Continue the dictionary entry for "narrate" from the point where it stops.

> **Selected text**:
= = = = =

Definition of narrate in English:

narrate

verb

[WITH OBJECT]
  • 1Give a spoken or written account of.

    ‘the voyages, festivities, and intrigues are narrated with unflagging gusto’
    ‘the tough-but-sensitive former bouncer narrates much of the story’
    • ‘And somehow, even though we know Joe gets out alive (he's narrating the story after all) we're on the edge of our seat wondering if he does make it.’
    • ‘I think this is because of the difficulties inherent in the narrative, namely it's difficult to follow the golden rule of writing (Show Don't Tell) when your main character is narrating the story.’
    • ‘There were tears of gratitude in her eyes as she narrated her experience.’
    • ‘It is an intelligent, enlightening account of disputes, narrating the advance and progress of medicine.’
    • ‘Sometimes, stark images can speak for themselves and even narrate untold stories.’
    • ‘I shall narrate a trivial incident which presaged the shape of things to come.’
    • ‘He narrates how he fanatically read, trained and thought of it all his waking hours.’
    • ‘Andrews narrates a passionate account of one of the most controversial affairs in American history.’
    • ‘Barely three months later in New York, while narrating the story to a group of friends, did I discover that I had been fleeced again.’
    • ‘He narrated how his wife disappeared for more than an hour from the prayer session.’
    • ‘Asked how things are, she answers by narrating her life story.’
    • ‘Along with other guests, she too will speak and narrate her experiences.’
    • ‘She uses the first person because she's narrating the story.’
    • ‘Yet what marks her most is that this former slave woman character narrates her story to her children and ensures that it is passed down.’
    • ‘While there are a lot of opportunities for quiet reflection, meditation, narrating one's life stories and listening to those of others, this is by no means any religious cult or group.’
    • ‘The story is narrated in flashback by Louis, in a letter written from his prison cell.’
    • ‘And then you would hear a voice begin to narrate the story.’
    • ‘They are also narrated in the present tense, but in an iterative present.’
    • ‘There is no action on the stage, the events being narrated in blank verse.’
    • ‘It was also an interdenominational event and readers from both church communities narrated the passion story.’
    tell, relate, recount, give an account of, unfold, set forth, set out, describe, detail, sketch out, portray, chronicle, give a report of, report, relay, retail, delineate, rehearse, recite
    View synonyms
    1. 1.1 Provide a spoken commentary to accompany (a movie, broadcast, piece of music, etc.)

= = = = =

> **Data under study**:

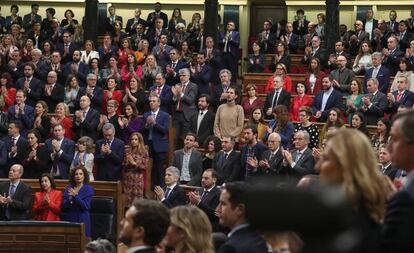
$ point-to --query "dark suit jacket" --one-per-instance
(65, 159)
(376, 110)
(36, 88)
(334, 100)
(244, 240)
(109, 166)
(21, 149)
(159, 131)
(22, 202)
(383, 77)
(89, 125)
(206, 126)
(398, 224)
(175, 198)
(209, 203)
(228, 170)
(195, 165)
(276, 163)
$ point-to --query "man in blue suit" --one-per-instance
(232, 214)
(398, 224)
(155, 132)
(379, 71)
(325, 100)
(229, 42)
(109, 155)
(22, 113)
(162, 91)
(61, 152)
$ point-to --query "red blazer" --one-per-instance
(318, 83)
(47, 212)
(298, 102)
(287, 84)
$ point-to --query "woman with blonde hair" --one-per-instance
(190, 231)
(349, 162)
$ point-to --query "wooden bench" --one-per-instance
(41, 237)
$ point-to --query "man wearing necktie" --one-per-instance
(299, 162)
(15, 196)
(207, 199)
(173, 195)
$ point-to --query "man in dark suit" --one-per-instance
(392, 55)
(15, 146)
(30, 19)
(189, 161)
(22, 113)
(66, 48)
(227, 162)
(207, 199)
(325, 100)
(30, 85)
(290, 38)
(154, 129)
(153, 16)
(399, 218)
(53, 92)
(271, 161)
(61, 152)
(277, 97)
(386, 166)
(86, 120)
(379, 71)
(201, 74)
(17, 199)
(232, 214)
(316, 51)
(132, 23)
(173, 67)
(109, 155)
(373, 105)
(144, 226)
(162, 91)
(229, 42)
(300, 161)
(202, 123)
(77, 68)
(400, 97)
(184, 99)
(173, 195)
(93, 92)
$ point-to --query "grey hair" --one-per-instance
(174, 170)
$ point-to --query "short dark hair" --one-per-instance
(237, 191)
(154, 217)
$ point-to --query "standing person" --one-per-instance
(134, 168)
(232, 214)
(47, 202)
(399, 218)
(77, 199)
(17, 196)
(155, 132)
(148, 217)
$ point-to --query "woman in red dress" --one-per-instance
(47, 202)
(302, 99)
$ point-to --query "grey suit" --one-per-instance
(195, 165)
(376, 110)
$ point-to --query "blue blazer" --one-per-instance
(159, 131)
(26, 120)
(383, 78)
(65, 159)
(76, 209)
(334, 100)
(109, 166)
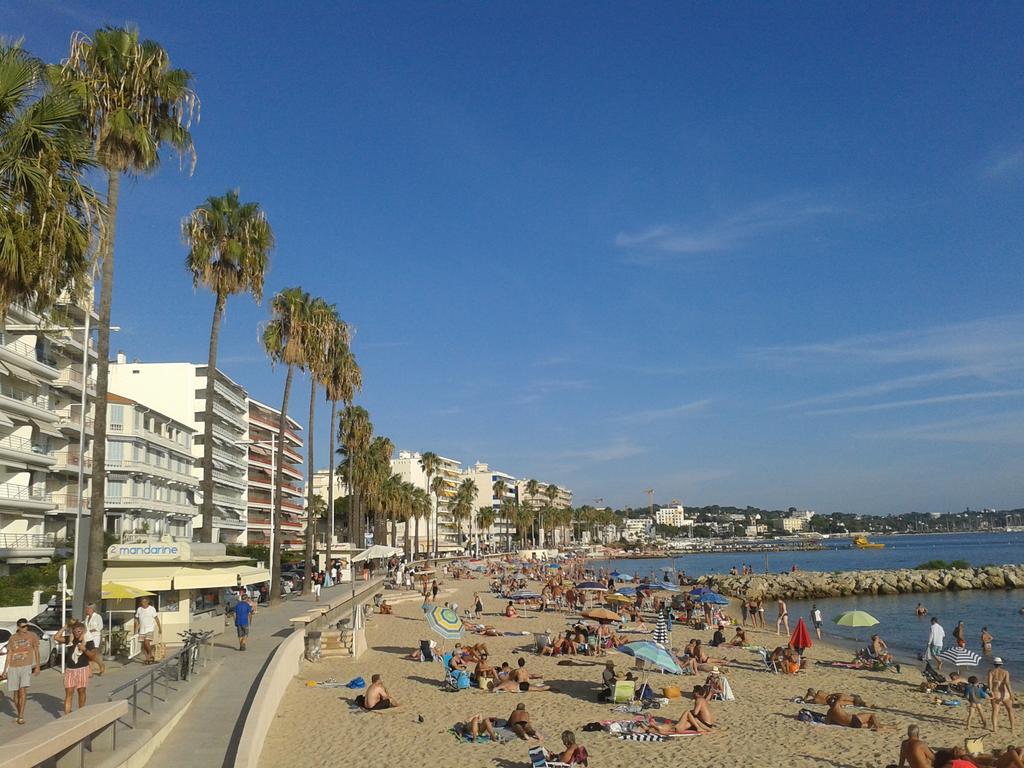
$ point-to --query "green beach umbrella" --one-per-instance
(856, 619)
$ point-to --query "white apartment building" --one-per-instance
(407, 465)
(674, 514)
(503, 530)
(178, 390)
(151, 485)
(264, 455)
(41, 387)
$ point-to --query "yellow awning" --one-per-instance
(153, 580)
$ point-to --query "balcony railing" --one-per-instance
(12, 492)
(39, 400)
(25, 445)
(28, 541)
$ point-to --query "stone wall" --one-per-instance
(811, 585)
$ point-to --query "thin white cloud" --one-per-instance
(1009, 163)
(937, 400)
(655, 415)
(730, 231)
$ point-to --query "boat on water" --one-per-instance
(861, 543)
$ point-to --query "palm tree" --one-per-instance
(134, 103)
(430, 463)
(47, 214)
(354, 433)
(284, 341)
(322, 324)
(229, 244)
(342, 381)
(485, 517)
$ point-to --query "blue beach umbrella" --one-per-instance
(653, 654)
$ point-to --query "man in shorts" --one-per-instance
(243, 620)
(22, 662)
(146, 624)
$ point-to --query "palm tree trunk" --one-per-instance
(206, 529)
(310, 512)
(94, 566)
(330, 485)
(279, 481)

= = = = =

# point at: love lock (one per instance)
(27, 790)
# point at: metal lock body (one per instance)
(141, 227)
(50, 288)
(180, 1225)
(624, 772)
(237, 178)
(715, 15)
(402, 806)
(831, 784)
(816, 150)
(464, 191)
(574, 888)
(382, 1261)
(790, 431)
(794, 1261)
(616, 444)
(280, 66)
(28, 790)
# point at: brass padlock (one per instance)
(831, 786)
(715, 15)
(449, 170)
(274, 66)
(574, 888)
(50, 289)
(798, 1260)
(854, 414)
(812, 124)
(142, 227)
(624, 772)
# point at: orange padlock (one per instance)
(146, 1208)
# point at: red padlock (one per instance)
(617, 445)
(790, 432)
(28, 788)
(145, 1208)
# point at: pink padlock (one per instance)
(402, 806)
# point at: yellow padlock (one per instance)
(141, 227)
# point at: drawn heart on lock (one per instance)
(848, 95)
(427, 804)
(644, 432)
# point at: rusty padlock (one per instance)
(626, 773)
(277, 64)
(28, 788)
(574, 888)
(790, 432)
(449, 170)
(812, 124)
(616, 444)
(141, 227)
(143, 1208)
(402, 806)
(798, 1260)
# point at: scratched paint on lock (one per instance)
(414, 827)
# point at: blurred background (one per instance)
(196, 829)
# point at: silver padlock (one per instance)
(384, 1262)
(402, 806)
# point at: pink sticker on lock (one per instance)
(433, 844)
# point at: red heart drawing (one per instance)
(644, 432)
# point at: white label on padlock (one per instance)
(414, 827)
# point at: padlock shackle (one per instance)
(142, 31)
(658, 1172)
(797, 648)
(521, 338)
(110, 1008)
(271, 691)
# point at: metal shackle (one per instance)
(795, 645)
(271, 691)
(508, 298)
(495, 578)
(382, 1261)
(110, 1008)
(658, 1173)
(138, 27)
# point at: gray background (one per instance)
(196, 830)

= = = = =

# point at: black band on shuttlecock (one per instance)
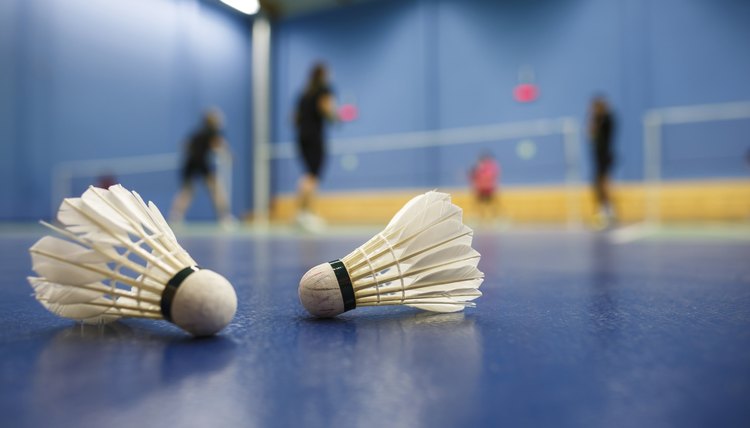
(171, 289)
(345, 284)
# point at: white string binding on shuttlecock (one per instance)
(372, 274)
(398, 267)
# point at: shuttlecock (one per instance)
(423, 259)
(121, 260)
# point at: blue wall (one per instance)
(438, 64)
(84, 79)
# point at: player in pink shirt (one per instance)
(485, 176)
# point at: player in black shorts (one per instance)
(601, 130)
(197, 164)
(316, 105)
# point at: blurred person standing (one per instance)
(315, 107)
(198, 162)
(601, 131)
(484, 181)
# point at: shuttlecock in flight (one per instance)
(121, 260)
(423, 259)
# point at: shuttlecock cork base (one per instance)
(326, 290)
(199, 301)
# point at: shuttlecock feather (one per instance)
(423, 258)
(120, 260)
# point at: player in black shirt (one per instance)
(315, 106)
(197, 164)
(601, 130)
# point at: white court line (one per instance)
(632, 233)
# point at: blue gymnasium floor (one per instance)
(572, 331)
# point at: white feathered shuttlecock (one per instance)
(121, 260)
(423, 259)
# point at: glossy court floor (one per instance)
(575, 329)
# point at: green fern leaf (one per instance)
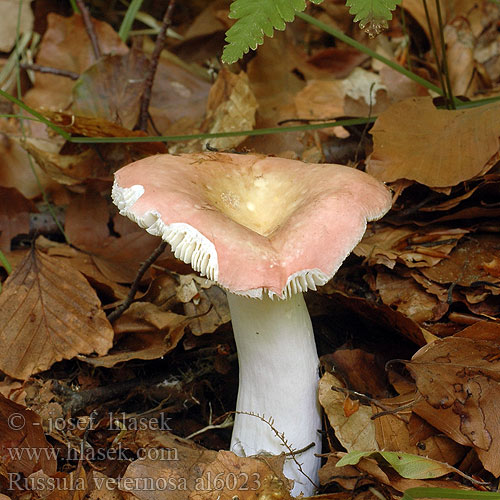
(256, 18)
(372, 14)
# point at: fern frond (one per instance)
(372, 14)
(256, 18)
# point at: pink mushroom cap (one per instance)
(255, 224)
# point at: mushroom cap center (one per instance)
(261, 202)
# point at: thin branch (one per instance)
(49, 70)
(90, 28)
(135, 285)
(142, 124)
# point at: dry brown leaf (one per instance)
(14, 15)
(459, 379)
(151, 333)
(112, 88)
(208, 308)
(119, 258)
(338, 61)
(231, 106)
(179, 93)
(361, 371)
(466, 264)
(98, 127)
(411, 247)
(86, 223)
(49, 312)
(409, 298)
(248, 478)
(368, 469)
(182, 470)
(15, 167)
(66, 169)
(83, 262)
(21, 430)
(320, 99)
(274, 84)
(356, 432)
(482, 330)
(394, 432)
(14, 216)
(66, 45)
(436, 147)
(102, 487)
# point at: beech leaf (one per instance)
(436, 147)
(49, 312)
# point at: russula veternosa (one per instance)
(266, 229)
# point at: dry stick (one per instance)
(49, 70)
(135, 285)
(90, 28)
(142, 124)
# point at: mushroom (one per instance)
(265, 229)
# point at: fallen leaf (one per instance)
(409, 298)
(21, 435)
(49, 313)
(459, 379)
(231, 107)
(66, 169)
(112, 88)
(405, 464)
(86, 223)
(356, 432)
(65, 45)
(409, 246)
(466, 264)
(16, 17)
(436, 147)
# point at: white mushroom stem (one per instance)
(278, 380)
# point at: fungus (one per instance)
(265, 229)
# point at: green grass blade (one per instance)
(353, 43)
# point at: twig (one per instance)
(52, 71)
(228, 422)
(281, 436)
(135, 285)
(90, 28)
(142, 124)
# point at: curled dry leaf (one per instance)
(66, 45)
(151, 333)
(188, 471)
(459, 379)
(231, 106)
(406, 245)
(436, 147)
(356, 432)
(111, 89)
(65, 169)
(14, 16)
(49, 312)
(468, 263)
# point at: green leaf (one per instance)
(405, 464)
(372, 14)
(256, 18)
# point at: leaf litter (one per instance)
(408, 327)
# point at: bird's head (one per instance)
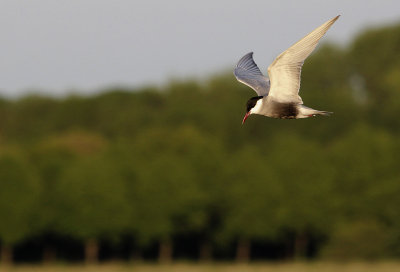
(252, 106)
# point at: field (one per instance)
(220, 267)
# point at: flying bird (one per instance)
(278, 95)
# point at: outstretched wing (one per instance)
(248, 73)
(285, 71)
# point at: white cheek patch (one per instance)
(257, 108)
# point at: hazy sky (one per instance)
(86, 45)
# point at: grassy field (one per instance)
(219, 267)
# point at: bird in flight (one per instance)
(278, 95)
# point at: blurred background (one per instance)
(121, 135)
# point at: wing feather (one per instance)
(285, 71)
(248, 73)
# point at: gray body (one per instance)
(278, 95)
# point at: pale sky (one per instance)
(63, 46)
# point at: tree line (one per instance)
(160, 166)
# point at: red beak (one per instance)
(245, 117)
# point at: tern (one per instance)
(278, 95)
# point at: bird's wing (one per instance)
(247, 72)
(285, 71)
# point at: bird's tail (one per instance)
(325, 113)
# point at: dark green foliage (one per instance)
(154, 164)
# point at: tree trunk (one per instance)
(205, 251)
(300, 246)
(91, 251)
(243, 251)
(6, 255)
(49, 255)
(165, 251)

= = = = =

> **Output of the task**:
      • ‘The journalist and broadcaster narrates a personal history of his adopted home.’
      • ‘In the same year Reeve narrated a film about the lives of people living with disabilities.’
      • ‘Sadly, this monosyllabically narrated featurette adds nothing to one's insight of the film.’
      • ‘The director then narrates a location map feature, giving background information about the homes and places used in the film.’
      • ‘Although he continued to write and narrate the films, he was no longer calling the shots in the editing room or with corporate sponsors.’
      • ‘The film is narrated collectively by a group of neighborhood boys, now older, who idolized and idealized the five girls.’
      • ‘Well, we have trailers here, including the teaser and television spots narrated by Orson Welles.’
      • ‘In fact, he narrates the film and is the only person, aside from the children and their families who appears in film.’
      • ‘The heroine, Anna, is played by a singer and a dancer, the former narrating Anna's story as she travels around America in search of money to build a home for her family.’
      • ‘Several times in the film he narrates in this manner.’
      • ‘The film is narrated by the laconic narrator that Disney used a lot then.’
      • ‘Each tape is well organized and beautifully narrated in language that should be easy for most listeners to understand.’
      • ‘Short of the director himself, there is nobody else you would want narrating this commentary track.’
      • ‘The filmmaker narrates the film himself, telling us of his contemplation of mortality while on his Saharan trek.’
      • ‘The director narrates the film as though she is making a home movie, and ultimately that's what she has accomplished.’
      • ‘The miniature megastar is to narrate a film about life on the International Space Station.’
      • ‘The series is narrated by the Welsh journalist and will be shown on Sundays at 7.30.’
      • ‘The local television presenter narrates this programme, which includes poetry and music linked to the county.’
      • ‘The woman narrating the piece said that women were not safe anywhere, that there was little even the police could do about it, and crimes against women were rising.’
      • ‘Since making the film, I've narrated a documentary about tigers, which is a way of helping, because it sheds light on the plight of the animals.’

Origin

Mid 17th century: from Latin narrat- ‘related, told’, from the verb narrare (from gnarus ‘knowing’).